§ TO BE DONE: Below are records; transcribe only the line with "Find the french" and those after it, through the last line, without any change.

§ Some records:
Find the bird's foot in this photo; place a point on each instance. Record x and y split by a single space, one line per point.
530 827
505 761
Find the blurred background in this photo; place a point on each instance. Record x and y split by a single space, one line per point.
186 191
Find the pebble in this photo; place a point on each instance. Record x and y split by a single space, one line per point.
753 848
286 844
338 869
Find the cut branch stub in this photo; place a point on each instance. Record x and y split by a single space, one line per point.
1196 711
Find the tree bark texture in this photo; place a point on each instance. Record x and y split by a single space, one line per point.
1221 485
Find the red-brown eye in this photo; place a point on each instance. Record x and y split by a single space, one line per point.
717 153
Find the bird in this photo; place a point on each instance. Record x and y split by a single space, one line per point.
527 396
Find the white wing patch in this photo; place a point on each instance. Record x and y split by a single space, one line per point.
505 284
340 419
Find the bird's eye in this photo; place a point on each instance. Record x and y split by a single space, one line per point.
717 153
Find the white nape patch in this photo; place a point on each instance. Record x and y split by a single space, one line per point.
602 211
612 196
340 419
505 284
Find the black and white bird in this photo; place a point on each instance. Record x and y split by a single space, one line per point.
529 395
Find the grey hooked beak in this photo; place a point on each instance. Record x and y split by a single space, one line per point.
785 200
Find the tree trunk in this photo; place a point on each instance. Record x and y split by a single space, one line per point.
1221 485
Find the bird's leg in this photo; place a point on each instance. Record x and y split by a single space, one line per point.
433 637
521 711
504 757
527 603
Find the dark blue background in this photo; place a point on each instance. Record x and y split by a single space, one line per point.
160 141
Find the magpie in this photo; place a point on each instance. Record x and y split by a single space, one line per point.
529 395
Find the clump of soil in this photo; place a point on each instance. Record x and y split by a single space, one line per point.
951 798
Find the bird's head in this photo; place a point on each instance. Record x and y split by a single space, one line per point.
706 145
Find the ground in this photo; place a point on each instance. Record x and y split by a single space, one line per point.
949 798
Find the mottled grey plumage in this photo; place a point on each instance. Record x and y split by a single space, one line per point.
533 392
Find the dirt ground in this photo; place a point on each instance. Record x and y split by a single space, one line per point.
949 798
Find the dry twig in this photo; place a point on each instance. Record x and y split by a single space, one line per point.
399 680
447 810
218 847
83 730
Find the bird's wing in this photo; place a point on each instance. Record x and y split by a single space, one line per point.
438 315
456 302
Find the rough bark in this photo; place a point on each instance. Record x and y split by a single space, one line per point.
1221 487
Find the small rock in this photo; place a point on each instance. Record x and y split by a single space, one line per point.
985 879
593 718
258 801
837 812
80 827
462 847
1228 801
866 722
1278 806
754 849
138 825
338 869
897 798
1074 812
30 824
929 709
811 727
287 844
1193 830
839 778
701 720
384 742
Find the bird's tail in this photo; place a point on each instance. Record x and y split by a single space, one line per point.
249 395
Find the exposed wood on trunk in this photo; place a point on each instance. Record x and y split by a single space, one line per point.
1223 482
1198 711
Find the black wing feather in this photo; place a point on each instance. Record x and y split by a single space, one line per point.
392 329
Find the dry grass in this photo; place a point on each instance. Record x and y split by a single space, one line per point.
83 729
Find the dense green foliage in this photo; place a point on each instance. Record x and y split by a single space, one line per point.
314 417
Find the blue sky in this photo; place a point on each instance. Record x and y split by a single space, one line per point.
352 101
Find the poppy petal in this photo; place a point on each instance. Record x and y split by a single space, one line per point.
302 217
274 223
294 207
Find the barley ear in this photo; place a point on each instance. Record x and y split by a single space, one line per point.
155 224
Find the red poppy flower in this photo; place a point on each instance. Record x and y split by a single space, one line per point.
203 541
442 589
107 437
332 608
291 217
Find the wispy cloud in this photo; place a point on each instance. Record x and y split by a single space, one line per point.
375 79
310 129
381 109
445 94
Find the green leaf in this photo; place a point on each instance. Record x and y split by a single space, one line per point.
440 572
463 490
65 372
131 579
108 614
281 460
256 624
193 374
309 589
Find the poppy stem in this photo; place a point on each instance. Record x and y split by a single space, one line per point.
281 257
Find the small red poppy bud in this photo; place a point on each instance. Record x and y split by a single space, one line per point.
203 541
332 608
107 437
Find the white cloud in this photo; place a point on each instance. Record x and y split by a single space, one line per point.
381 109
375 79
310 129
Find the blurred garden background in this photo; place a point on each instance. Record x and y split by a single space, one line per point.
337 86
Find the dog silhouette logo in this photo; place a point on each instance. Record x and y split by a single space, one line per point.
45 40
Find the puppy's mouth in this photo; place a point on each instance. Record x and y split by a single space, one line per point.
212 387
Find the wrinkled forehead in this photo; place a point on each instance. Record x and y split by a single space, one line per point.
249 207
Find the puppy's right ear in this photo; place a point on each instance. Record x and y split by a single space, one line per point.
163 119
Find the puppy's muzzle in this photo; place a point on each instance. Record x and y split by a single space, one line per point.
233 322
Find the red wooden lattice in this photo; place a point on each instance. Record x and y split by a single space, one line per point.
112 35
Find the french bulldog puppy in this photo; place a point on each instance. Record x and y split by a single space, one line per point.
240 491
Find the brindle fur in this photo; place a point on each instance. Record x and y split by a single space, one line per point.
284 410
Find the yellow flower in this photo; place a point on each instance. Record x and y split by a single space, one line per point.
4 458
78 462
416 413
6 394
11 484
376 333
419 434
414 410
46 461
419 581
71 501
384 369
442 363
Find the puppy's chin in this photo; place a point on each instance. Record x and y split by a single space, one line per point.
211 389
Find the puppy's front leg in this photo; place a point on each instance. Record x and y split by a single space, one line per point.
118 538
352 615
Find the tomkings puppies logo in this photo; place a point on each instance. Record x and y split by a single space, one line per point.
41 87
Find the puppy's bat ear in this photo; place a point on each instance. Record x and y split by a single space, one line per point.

§ RESPONSE TO THIS EXERCISE:
Find the french bulldog puppy in this photo; place a point on each instance. Record x and y split by a single space, one line per point.
240 491
Find the brindle fur in this photo; place a point on each instance. Record x and y split by a single space, one line per point.
284 410
Find the yellow flower in this photo; place a point on each instance. Record x and y split by a single space, one line per point.
4 458
78 462
416 413
6 394
11 484
376 333
419 434
414 410
46 461
419 581
71 501
384 369
442 363
Find the puppy's chin in this photo; place a point on each instance. Record x and y split by a single space, one line per point.
211 389
Find the puppy's front leg in this photo; place a point on each instance. Record x and y split by a single space, one line per point.
118 538
352 615
Find the tomkings puppies logo in this photo; place a point on each instance. Record x and y split by a single space, one line per point.
41 87
Find the puppy's bat ear in this photo; place a point on each instance. Record x and y split by a single space, one line per point.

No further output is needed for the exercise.